* **TASK GOAL**: Your task is to filter the entries and copy every line containing the string "base".

[Region pointing data]
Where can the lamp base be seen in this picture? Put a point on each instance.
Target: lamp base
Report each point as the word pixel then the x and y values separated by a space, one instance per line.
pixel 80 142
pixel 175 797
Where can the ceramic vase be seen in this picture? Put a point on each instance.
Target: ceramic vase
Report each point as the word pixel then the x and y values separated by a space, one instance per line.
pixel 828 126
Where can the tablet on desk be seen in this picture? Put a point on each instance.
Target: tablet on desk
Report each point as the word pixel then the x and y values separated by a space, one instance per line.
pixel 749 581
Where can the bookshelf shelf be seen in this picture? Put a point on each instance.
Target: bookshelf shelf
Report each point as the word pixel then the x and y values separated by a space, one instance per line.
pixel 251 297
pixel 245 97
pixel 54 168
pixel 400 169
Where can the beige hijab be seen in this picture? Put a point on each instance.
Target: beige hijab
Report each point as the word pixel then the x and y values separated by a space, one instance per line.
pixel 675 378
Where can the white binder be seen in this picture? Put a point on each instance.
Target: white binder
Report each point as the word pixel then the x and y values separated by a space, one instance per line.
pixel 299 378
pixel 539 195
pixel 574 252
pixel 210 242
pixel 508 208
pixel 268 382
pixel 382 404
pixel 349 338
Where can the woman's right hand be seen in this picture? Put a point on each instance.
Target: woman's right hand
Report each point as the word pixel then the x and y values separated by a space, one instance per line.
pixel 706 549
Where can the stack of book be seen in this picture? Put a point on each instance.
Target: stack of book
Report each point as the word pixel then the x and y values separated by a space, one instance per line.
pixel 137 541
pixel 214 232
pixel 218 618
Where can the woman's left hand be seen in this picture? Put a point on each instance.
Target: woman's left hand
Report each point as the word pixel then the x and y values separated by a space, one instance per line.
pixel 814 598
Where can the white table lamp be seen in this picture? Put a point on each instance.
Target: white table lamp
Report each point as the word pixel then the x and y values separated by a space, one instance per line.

* **TASK SOLUTION**:
Where can the lamp base be seen in this picture? Put a point on each instance.
Target: lamp base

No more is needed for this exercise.